Initialize the GraphFeatureAggregation layer.

Parameters:

Name	Type	Description	Default
`embed_dim`	`int`	Embedding dimension.	`8`
`dropout_rate`	`float`	Dropout rate.	`0.0`
`leaky_relu_alpha`	`float`	Alpha parameter for LeakyReLU.	`0.2`
`name`	`str \| None`	Name of the layer.	`None`
`**kwargs`	`Any`	Additional keyword arguments.	`{}`

Source code in kerasfactory/layers/GraphFeatureAggregation.py

def __init__(
    self,
    embed_dim: int = 8,
    dropout_rate: float = 0.0,
    leaky_relu_alpha: float = 0.2,
    name: str | None = None,
    **kwargs: Any,
) -> None:
    """Initialize the GraphFeatureAggregation layer.

    Args:
        embed_dim: Embedding dimension.
        dropout_rate: Dropout rate.
        leaky_relu_alpha: Alpha parameter for LeakyReLU.
        name: Name of the layer.
        **kwargs: Additional keyword arguments.
    """
    # Set public attributes
    self.embed_dim = embed_dim
    self.dropout_rate = dropout_rate
    self.leaky_relu_alpha = leaky_relu_alpha

    # Initialize instance variables
    self.num_features: int | None = None
    self.projection: layers.Dense | None = None
    self.attention_a: layers.Dense | None = None
    self.attention_bias: layers.Dense | None = None
    self.leaky_relu: layers.LeakyReLU | None = None
    self.dropout_layer: layers.Dropout | None = None
    self.out_proj: layers.Dense | None = None

    # Validate parameters during initialization
    self._validate_params()
-------
# [Brief 1]
Lay out the entries as a JSON list of strings, one string per line with blank lines omitted, starting at the line containing "of the brick" and ending at the line containing "column 44, row 56", both included.
The GraphFeatureAggregation documentation and the entries are unrelated material.

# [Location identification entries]
-------
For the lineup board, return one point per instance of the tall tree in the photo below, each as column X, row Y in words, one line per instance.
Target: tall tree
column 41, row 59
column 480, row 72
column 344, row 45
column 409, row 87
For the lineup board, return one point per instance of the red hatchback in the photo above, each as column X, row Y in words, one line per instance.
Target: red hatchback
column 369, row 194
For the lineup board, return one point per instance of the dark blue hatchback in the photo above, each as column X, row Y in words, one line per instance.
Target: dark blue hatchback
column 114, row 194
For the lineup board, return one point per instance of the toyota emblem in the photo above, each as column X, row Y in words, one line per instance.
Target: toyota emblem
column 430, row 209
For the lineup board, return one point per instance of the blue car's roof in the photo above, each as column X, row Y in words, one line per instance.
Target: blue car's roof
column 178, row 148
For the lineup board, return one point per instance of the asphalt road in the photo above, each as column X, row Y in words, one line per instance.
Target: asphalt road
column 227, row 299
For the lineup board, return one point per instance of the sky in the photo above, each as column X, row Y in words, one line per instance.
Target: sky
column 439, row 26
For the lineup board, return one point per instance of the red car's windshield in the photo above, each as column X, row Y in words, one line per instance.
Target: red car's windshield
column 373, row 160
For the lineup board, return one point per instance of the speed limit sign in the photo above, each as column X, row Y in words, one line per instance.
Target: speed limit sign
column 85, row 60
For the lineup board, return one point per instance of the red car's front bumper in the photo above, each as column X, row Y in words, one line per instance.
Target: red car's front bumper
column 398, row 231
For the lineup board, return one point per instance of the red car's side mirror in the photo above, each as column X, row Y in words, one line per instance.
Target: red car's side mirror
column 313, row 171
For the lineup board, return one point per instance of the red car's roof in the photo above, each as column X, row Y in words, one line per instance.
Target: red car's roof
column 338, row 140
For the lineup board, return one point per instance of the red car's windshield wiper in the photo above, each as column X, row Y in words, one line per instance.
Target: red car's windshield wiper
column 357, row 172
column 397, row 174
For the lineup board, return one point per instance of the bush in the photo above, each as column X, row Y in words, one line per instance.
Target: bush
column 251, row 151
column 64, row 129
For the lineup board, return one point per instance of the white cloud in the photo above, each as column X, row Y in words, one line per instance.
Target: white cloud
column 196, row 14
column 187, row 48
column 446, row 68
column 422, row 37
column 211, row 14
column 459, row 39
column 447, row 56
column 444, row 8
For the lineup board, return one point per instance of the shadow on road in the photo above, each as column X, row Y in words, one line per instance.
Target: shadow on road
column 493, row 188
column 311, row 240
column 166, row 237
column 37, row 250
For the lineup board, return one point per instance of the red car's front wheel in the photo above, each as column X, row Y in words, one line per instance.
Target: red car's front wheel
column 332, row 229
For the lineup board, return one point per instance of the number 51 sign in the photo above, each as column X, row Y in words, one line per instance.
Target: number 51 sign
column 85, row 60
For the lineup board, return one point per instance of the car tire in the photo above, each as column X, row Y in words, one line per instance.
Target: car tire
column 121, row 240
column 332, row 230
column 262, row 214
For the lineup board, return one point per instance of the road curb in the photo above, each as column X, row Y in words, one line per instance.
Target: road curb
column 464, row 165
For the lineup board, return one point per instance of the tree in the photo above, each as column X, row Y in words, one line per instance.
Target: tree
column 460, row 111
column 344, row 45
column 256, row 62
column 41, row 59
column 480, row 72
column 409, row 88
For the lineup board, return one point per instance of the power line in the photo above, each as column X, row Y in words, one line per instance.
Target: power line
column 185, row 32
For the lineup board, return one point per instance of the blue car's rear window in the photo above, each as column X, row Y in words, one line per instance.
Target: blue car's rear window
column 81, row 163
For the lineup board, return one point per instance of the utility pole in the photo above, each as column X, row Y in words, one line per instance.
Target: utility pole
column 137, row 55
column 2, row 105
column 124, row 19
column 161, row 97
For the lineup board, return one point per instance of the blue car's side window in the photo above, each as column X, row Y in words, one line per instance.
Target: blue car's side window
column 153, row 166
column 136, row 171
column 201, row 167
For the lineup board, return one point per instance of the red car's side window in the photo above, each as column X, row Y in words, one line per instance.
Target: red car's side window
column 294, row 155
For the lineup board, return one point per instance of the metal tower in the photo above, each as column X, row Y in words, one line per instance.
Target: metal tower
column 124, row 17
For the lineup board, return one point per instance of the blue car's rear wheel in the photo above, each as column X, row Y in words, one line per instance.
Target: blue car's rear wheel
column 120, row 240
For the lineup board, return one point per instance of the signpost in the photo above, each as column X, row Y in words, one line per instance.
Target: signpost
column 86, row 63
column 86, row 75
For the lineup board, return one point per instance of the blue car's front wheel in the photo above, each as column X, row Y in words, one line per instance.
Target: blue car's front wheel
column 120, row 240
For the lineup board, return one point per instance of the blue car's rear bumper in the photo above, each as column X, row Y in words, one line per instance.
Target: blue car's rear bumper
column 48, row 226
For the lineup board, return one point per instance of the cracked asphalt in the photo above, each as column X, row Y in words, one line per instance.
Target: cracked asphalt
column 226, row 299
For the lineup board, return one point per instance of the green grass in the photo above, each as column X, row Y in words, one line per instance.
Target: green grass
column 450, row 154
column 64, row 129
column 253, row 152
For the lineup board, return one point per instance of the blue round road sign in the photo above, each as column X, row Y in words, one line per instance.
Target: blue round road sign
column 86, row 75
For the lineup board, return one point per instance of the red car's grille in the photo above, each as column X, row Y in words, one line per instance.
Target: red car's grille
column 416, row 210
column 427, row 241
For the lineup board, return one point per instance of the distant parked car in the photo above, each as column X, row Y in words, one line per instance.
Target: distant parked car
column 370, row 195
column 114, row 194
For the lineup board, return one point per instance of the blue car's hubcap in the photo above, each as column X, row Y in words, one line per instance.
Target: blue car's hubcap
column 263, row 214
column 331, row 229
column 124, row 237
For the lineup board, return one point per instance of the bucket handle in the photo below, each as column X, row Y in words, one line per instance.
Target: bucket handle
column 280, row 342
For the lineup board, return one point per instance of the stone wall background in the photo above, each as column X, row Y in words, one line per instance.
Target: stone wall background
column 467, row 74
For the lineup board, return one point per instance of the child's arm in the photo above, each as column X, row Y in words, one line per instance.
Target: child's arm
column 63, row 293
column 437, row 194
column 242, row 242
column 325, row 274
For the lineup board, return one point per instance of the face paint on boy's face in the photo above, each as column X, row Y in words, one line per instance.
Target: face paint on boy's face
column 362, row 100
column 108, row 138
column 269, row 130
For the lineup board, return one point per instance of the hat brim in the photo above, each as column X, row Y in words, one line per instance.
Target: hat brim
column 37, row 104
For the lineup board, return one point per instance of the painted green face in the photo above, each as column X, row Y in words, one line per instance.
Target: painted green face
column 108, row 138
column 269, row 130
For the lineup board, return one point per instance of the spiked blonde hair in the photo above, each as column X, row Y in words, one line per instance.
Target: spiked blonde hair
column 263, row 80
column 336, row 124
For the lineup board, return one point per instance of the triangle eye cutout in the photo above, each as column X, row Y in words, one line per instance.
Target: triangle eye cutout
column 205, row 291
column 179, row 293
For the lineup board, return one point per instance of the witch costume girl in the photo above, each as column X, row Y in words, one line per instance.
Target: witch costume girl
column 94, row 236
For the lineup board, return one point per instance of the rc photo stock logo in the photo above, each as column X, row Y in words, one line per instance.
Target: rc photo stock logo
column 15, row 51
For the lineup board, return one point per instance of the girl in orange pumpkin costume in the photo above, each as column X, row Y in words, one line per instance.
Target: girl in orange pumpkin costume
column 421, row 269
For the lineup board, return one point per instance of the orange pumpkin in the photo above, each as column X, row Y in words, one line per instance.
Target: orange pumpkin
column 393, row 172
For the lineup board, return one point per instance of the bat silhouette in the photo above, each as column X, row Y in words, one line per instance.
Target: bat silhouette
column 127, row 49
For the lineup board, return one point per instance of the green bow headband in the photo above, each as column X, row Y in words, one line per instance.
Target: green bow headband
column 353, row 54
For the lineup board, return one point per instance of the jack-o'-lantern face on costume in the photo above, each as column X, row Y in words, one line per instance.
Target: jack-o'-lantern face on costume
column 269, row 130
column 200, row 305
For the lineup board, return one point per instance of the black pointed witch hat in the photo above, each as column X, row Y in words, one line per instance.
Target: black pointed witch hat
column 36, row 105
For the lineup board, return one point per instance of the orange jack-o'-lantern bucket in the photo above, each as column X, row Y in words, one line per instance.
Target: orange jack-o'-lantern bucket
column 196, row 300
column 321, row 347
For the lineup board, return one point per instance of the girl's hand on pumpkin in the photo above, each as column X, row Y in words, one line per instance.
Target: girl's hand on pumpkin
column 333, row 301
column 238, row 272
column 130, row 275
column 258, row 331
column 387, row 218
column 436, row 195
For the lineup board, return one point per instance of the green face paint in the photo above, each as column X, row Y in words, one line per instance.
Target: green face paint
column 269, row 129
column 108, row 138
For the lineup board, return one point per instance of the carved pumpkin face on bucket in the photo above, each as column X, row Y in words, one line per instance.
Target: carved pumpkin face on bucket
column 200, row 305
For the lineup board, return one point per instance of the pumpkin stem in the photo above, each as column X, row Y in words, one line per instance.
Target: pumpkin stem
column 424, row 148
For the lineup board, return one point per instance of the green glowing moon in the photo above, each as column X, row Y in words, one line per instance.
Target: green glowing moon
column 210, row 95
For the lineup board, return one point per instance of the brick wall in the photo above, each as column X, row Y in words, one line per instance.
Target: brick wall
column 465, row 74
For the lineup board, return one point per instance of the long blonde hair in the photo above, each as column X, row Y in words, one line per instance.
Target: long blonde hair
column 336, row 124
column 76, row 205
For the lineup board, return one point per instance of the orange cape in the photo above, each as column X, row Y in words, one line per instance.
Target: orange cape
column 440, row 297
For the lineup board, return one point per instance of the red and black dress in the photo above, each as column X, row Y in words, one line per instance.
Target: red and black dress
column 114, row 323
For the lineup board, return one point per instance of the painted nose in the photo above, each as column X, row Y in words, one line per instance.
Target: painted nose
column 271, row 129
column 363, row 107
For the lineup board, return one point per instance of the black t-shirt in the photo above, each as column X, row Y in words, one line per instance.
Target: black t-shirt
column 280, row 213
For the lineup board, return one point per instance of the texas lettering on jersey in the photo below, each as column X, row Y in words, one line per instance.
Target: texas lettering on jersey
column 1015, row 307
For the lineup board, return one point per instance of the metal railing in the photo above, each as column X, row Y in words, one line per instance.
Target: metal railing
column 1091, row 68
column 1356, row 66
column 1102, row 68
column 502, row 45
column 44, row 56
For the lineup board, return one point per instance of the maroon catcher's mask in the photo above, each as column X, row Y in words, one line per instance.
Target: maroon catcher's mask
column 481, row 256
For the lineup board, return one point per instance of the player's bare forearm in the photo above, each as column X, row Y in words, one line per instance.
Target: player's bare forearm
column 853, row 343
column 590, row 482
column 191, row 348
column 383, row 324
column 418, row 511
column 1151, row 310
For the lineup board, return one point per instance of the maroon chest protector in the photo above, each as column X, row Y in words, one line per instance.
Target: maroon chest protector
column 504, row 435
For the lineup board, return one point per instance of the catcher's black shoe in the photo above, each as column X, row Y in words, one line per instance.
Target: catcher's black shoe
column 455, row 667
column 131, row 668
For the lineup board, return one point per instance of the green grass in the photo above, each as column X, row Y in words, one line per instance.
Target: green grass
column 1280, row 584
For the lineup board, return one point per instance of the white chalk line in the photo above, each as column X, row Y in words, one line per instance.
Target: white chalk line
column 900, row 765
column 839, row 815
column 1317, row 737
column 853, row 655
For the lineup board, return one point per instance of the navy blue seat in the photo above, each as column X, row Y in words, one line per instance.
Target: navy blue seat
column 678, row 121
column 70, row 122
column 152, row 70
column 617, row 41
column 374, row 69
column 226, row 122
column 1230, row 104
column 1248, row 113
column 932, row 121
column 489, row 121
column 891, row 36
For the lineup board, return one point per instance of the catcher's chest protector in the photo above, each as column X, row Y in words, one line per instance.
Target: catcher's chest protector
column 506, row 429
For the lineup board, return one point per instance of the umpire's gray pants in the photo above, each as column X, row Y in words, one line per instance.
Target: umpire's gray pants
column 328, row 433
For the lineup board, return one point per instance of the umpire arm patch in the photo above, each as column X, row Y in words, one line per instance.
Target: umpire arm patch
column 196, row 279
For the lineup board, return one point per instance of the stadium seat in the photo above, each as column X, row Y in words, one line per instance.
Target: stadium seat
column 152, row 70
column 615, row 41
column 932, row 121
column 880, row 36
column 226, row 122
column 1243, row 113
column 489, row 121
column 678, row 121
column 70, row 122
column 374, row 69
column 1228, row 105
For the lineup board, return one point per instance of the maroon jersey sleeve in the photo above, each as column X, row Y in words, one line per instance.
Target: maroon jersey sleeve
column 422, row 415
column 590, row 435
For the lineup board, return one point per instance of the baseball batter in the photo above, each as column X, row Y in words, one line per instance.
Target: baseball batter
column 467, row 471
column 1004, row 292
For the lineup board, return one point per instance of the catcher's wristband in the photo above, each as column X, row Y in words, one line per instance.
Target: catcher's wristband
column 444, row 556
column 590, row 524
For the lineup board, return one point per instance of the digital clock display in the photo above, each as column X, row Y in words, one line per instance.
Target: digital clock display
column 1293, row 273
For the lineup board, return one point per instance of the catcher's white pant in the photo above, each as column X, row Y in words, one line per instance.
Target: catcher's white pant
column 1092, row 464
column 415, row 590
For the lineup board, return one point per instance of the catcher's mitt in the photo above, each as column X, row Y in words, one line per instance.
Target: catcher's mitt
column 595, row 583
-------
# [Brief 2]
Proceed with the GraphFeatureAggregation documentation from the point where it stops.

# [Output 1]
[
  "For the lineup board, return one point per instance of the brick wall in the photo above, each as column X, row Y in words, one line per instance.",
  "Target: brick wall",
  "column 465, row 74",
  "For the lineup board, return one point per instance of the long blonde hair in the photo above, each as column X, row Y in words, one line per instance.",
  "Target: long blonde hair",
  "column 336, row 124",
  "column 76, row 205",
  "For the lineup board, return one point per instance of the orange cape in the photo above, each as column X, row Y in words, one line per instance.",
  "Target: orange cape",
  "column 440, row 297",
  "For the lineup board, return one point per instance of the red and black dress in the photo above, each as column X, row Y in words, one line per instance.",
  "Target: red and black dress",
  "column 114, row 323",
  "For the lineup board, return one point per instance of the painted nose in the photo above, each as column X, row Y in words, one line per instance.",
  "Target: painted nose",
  "column 271, row 129",
  "column 363, row 107",
  "For the lineup board, return one point per instance of the black t-shirt in the photo above, each as column X, row Y in words, one line per instance.",
  "Target: black t-shirt",
  "column 280, row 213",
  "For the lineup board, return one point per instance of the texas lettering on jersey in the photo below, each as column X, row Y in words, one line per instance.",
  "Target: texas lettering on jersey",
  "column 1015, row 307",
  "For the lineup board, return one point per instance of the metal railing in the photo above, each as column X, row Y in words, one line per instance.",
  "Target: metal railing",
  "column 1091, row 68",
  "column 1356, row 66",
  "column 1102, row 68",
  "column 502, row 45",
  "column 44, row 56"
]

# [Output 2]
    # Call parent's __init__
    super().__init__(name=name, **kwargs)

🔧 Parameters Deep Dive

`embed_dim` (int)

Purpose: Dimensionality of the projected feature embeddings
Range: 4 to 64+ (typically 8-32)
Impact: Larger values = more expressive embeddings but more parameters
Recommendation: Start with 8-16, scale based on data complexity

`dropout_rate` (float)

Purpose: Dropout rate applied to attention weights
Range: 0.0 to 0.5 (typically 0.1-0.2)
Impact: Higher values = more regularization
Recommendation: Use 0.1-0.2 for regularization

`leaky_relu_alpha` (float)

Purpose: Alpha parameter for LeakyReLU activation
Range: 0.0 to 1.0 (typically 0.2)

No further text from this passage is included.